Point labeling entries:
--------------------------------------------------

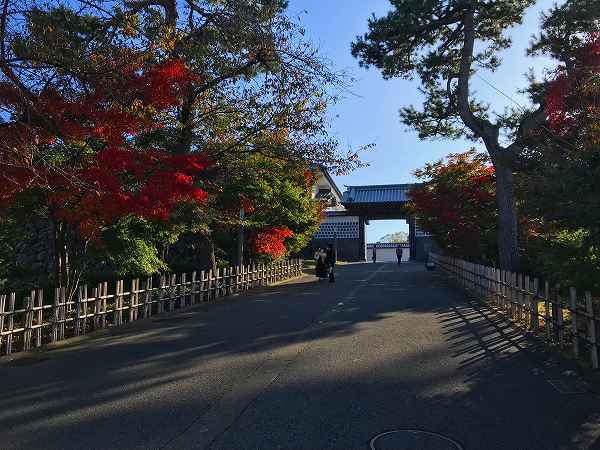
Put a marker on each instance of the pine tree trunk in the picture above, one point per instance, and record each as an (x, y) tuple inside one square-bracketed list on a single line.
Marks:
[(508, 236)]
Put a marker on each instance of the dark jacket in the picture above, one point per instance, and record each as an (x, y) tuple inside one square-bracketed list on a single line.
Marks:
[(330, 258)]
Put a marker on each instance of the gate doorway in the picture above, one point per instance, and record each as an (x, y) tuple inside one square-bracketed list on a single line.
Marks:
[(384, 237)]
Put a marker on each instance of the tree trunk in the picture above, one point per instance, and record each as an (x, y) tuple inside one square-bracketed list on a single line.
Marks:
[(213, 258), (508, 235)]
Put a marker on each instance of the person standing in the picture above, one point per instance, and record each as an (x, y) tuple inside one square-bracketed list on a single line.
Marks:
[(330, 260), (399, 253)]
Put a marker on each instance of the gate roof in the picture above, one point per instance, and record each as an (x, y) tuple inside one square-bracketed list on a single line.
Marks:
[(376, 194)]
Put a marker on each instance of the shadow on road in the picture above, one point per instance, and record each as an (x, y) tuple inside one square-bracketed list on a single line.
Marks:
[(425, 357)]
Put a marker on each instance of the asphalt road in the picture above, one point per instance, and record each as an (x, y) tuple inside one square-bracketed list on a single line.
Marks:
[(304, 365)]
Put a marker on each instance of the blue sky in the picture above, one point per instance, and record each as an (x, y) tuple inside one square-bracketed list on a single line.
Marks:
[(370, 113)]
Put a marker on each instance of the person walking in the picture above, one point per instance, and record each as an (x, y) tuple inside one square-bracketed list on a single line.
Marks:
[(399, 253), (330, 260)]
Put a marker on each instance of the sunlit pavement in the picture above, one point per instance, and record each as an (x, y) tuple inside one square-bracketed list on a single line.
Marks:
[(305, 365)]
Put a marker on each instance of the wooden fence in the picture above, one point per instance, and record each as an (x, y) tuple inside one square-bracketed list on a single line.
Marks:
[(569, 320), (36, 322)]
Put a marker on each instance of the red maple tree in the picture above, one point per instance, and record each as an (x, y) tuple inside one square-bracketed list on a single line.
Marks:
[(271, 241), (572, 99)]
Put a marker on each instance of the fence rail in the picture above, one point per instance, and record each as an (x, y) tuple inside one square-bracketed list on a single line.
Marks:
[(567, 320), (34, 322)]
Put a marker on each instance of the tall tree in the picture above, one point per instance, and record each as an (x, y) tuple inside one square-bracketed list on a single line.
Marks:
[(444, 42), (456, 204)]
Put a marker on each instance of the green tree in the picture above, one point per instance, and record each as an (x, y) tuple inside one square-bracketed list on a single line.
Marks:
[(445, 43), (274, 194)]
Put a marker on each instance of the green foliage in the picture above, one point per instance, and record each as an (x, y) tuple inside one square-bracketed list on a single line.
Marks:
[(276, 193), (132, 247), (566, 257)]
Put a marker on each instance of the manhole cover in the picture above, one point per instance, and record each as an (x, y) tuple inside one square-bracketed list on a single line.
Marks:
[(171, 319), (26, 361), (413, 440)]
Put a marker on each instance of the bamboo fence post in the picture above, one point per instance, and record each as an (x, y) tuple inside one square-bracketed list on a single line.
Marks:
[(98, 306), (202, 286), (119, 302), (2, 308), (97, 293), (535, 320), (39, 316), (589, 306), (183, 291), (77, 323), (132, 301), (28, 306), (209, 286), (574, 329), (172, 292), (230, 280), (217, 283), (559, 317), (161, 293), (148, 297), (63, 313), (12, 299), (55, 315), (521, 296)]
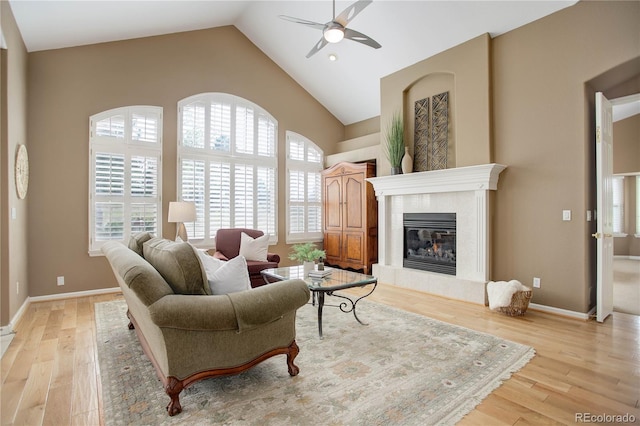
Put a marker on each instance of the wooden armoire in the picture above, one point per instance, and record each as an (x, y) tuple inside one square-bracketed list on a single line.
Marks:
[(350, 216)]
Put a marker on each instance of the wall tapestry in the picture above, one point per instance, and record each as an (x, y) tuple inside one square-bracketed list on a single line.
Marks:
[(431, 138)]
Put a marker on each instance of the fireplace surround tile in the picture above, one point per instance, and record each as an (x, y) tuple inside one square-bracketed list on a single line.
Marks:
[(462, 190)]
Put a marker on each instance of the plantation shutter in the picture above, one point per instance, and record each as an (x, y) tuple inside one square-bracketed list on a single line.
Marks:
[(231, 174), (193, 189), (304, 195), (125, 174)]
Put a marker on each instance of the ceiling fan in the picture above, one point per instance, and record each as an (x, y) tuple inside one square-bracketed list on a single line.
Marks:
[(336, 29)]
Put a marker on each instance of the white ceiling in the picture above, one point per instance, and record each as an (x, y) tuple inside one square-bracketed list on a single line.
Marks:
[(409, 31)]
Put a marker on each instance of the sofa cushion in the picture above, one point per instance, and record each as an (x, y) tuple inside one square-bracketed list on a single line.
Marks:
[(137, 240), (254, 248), (178, 264), (145, 281)]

--------------------------------------------------

Rewrite the lines from the one containing "Put a marker on each instance of the wall" through the end of the entries, inclusive, substituting "pair" for every "tuple" and leaving everything else unchanged.

Put a marker on each instance of the wall tapestry in the picture above, one point per instance, and record each as an (x, y) pair inside one square-bracketed list on a single line.
Marks:
[(431, 138)]
Put a marker on each instance of the fireplace surround tile in the picture above, one point per instance, and record each as an (x, y) pair inside one square-bracketed list on a single line.
Marks:
[(462, 190)]
Put a marker on each instance of the plantation shutter in the picture above, one point per instance, and record each as an (x, y) pair inside one square-bracketed list on a single line.
Marks:
[(231, 174), (193, 189), (304, 195), (125, 174)]
Put a marker on each instance of the ceiling fan in the picture above, one point per instance, and record each as an (x, y) pair inside one square-bracketed list on a single line.
Marks:
[(336, 29)]
Put a marker on each instance of the white ceiling in the picture above, one point per instance, and record each as an (x, y) pair inside one square-bracketed list on a single line.
Marks:
[(409, 31)]
Put a marker on each instance of the sofa cushion in the picture above, one point per instance, and record each as an (x, y) pair inside one square-bracketed list on a single line.
Marks:
[(137, 240), (254, 248), (178, 264), (145, 281)]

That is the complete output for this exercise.